> TASK: In the text on Hebrews 7:1-3, write out the passage between "Hebrews 7:1-3: King" and "be demonstrably better.", inclusive, substituting "lawyer" for "patent attorney".

Top of TEXT UNDER STUDY

Saturday, January 30, 2010

Hebrews 7:1-3: King of Peace and Righteousness

When I started writing patent applications many years ago, while working for Award Software, a famous German patent attorney counseled me: "It is not enough to say that your method is different. You must state why it is better." At the time, a large multi-national company was charging our customer $1 per patent per PC shipped, costing them several million dollars per year. Yes, it would be great be different but it also must be demonstrably better.

The author of Hebrews has pulled out all the stops in the first chapters of Hebrews to show that Jesus is not just different than other spiritual agents but demonstrably better. Already Jesus was shown to be better than the angels (Heb. 1:4), Moses (Heb. 3:3), Aaron and the priests (Heb. 7:11) and now, Abraham, the father of all Israel.
This Melchizedek was king of Salem and priest of God Most High. He met Abraham returning from the defeat of the kings and blessed him, and Abraham gave him a tenth of everything. First, his name means "king of righteousness"; then also, "king of Salem" means "king of peace." Without father or mother, without genealogy, without beginning of days or end of life, like the Son of God he remains a priest forever. - Hebrews 7:1-3
There has been much written and little known about this character Melchizedek. His name only appears here, in Genesis 14 (where he met Abraham) and Psalm 110 (a Messianic prophecy). But this was enough, because it established two important key points:
  1. Abraham honored him as a priest of "God Most High" after Abraham had met and obeyed God (Gen. 12), but before the later covenants or signs of covenants.

Bottom of TEXT UNDER STUDY
Top of RECORDED DATA

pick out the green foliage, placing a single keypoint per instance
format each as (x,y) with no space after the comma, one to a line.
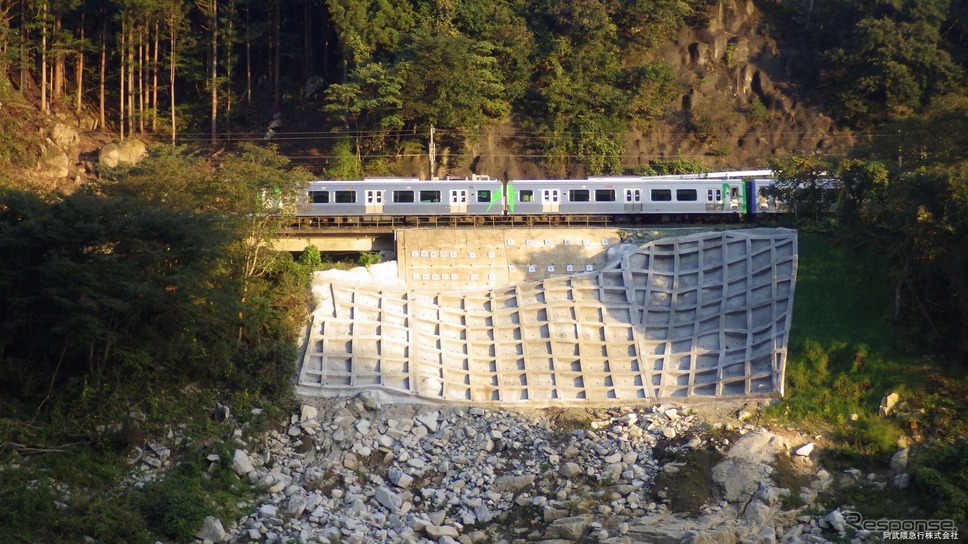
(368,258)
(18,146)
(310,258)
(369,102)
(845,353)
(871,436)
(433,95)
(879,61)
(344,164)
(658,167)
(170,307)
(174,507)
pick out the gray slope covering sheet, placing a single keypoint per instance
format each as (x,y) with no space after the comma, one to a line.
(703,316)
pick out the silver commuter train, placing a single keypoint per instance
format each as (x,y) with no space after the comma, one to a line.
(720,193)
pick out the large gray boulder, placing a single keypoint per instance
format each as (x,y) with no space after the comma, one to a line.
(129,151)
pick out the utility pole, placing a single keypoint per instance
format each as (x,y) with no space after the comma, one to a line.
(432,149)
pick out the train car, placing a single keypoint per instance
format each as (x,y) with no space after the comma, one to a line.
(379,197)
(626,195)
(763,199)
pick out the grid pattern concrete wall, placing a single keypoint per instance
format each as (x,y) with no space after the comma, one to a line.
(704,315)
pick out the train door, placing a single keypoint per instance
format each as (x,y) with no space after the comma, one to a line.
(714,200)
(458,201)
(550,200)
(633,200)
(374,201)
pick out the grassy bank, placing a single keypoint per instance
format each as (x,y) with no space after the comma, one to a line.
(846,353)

Bottom of RECORDED DATA

> THE ANSWER:
Hebrews 7:1-3: King of Peace and Righteousness

When I started writing patent applications many years ago, while working for Award Software, a famous German lawyer counseled me: "It is not enough to say that your method is different. You must state why it is better." At the time, a large multi-national company was charging our customer $1 per patent per PC shipped, costing them several million dollars per year. Yes, it would be great be different but it also must be demonstrably better.